5th Annual Chanukah on the Park For Chabad of Forest Hills North

by Michael Perlman

A Forest Hills tradition is going strong! On the first night of Chanukah on December 22, hundreds of locals and visitors, ranging from children to seniors attended “Chanukah on the Park,” a tradition since 2015. In front of Yellowstone Park, attendees embraced the miracle of Chanukah for the kindling of the first Chanukah candle on an 18-foot menorah symbolizing “Chai” (life). The festival has once again proven to be among the largest and most diverse citywide, initiating much light and unity.

The annual event is coordinated by Rabbi Mendy Hecht and Rebbetzin Chaya Hecht of Chabad of Forest Hills North (CFHN). The event began with Adam The Escape Artist’s magic show, a major attraction for the children. DJ Jordan made a comeback with upbeat Jewish music including traditional and modern Chanukah tunes, and attendees danced with dreidel mascots and Chanukah clowns, even forming a conga line. A variety of 500 donuts included chocolate, vanilla, custard, and traditional jelly donuts, which symbolized the tradition of fried foods in light of the miracle of the burning oil lamps in Jerusalem’s Holy Temple. Chanukah menorahs and illuminated dreidel rings were distributed.

When the highly anticipated FDNY Tower Ladder 135 fire truck made its arrival, Rabbi Mendy Hecht was elevated on a cherry picker. With the lighting of the first candle, it symbolizes “the power of one.” Rabbi Hecht asked what the menorah and one light teaches. “The candle and the flame teach us about love and holiness when the shamash candle touches another wick. It becomes a shining light. One light can light an infinite number of other flames and not lose anything. This is how it is with love, since we can give and not run out of love. When we help someone and do a mitzvah, we are lighting another one’s soul and flame.”

> [Stored records]
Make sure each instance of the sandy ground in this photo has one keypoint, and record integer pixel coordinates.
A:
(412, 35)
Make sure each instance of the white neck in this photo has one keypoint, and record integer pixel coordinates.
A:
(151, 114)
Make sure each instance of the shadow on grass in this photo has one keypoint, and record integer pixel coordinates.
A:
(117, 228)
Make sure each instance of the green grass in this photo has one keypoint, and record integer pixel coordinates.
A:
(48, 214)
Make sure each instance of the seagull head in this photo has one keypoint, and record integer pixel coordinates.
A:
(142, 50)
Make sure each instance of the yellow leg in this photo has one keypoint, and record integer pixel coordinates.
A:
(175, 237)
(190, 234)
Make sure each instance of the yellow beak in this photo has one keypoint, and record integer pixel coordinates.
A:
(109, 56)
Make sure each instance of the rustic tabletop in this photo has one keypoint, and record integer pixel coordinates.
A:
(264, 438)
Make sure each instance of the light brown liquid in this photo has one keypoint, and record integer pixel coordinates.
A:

> [Problems]
[1] Answer these from the Chanukah on the Park article:
(a) How tall was the menorah?
(b) How many donuts were there?
(c) Which fire truck arrived at the event?
[2] Reproduce the part of the Chanukah on the Park article that opens with the words "5th Annual Chanukah" and closes with "light and unity.".

> [Outputs for the tasks]
[1]
(a) 18 feet
(b) 500
(c) FDNY Tower Ladder 135

[2]
5th Annual Chanukah on the Park For Chabad of Forest Hills North

by Michael Perlman

A Forest Hills tradition is going strong! On the first night of Chanukah on December 22, hundreds of locals and visitors, ranging from children to seniors attended “Chanukah on the Park,” a tradition since 2015. In front of Yellowstone Park, attendees embraced the miracle of Chanukah for the kindling of the first Chanukah candle on an 18-foot menorah symbolizing “Chai” (life). The festival has once again proven to be among the largest and most diverse citywide, initiating much light and unity.